** Paginafragment **
Na veel strubbelingen en problemen met overstromingen, vooral in Utrecht en Leiden, werd de Oude Rijn in 1122 bij Wijk bij Duurstede afgedamd. De aftakking die eerst als 'Lek' begon werd de hoofdstroom van de rivier. Sindsdien trad de Oude Rijn niet meer buiten zijn oevers.
Middeleeuwen
In 1250 is sprake van het Hof van Alfen gelegen aan de zuidelijke oever van de Molenvliet vlakbij waar deze in de Rijn uitmondt. Een buitenplaats met een kasteel. Deze is in het bezit van de Graven van Holland, verworven van de Bisschop van Utrecht. De huidige Hoflaan herinnert hier nog aan. In 1273 wordt een pastoor benoemd en op de resten van het castellum wordt een kerkje gebouwd, gewijd aan Bonifacius. In 1474 verschijnen in de grote polder of Kerkpolder (nu Kerk en Zanen) de eerste watermolens. In 1494 ontvangt Jacob Coppier van Kalslagen het recht van Ambachtsheer over de heerlijkheden Hof van Alfen en Rietveld met het recht als bestuurder namens de graaf belastingen te heffen en ambten te benoemen.

[Records in een dataset]

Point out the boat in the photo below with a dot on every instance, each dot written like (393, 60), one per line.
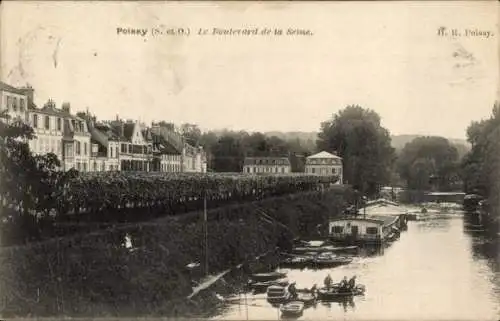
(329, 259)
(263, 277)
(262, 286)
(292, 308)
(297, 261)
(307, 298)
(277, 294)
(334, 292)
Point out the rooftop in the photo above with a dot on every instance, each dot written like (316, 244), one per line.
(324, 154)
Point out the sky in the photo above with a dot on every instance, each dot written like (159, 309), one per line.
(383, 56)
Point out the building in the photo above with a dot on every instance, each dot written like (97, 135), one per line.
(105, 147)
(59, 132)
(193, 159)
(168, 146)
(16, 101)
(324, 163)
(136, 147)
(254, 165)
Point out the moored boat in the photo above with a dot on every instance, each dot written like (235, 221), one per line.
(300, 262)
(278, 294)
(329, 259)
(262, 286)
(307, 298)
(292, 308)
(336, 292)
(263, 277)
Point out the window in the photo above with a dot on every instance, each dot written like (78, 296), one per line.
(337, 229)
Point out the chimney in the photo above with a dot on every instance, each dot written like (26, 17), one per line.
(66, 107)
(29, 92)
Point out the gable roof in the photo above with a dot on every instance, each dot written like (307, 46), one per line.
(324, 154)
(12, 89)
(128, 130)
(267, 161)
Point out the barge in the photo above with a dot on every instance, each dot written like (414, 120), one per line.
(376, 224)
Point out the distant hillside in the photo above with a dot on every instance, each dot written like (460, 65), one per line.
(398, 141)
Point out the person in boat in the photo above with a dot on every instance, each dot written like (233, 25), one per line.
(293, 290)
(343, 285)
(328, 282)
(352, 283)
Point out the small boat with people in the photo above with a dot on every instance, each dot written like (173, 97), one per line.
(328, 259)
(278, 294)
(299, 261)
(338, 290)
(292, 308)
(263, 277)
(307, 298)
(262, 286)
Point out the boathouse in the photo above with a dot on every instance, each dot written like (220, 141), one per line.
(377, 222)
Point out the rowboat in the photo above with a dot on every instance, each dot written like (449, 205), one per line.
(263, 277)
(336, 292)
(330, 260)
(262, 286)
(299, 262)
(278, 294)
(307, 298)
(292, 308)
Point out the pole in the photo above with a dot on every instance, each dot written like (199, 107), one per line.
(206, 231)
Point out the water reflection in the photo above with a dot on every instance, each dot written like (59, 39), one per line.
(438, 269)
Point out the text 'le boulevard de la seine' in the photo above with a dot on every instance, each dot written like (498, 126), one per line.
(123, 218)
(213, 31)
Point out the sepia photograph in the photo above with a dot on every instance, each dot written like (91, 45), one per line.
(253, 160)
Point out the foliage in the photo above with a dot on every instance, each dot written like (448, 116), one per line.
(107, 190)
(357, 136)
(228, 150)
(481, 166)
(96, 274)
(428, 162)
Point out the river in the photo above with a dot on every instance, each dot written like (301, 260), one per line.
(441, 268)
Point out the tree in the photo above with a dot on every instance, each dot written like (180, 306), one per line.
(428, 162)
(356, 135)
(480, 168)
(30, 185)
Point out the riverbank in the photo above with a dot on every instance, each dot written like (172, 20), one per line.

** Opdrachten **
1. In welk jaar werd de Oude Rijn volgens het paginafragment bij Wijk bij Duurstede afgedamd?
2. Zet de alinea uit het paginafragment die begint met "In 1250 is sprake van" om in een beknopte opsomming met de belangrijkste feiten.
3. Neem uit het paginafragment letterlijk de tekst over, te beginnen bij "Na veel strubbelingen" en eindigend bij "buiten zijn oevers.".

** Antwoorden **
1. In 1122.

2.
- 1250: het Hof van Alfen, een buitenplaats met een kasteel, ligt aan de zuidelijke oever van de Molenvliet, vlak bij de monding in de Rijn.
- Het hof is eigendom van de Graven van Holland, die het van de Bisschop van Utrecht hebben verworven; de Hoflaan herinnert er nog aan.
- 1273: er wordt een pastoor benoemd, en op de resten van het castellum wordt een aan Bonifacius gewijd kerkje gebouwd.
- 1474: in de Kerkpolder (nu Kerk en Zanen) verschijnen de eerste watermolens.
- 1494: Jacob Coppier van Kalslagen wordt Ambachtsheer over Hof van Alfen en Rietveld, met het recht om namens de graaf belastingen te heffen en ambten te benoemen.

3.
Na veel strubbelingen en problemen met overstromingen, vooral in Utrecht en Leiden, werd de Oude Rijn in 1122 bij Wijk bij Duurstede afgedamd. De aftakking die eerst als 'Lek' begon werd de hoofdstroom van de rivier. Sindsdien trad de Oude Rijn niet meer buiten zijn oevers.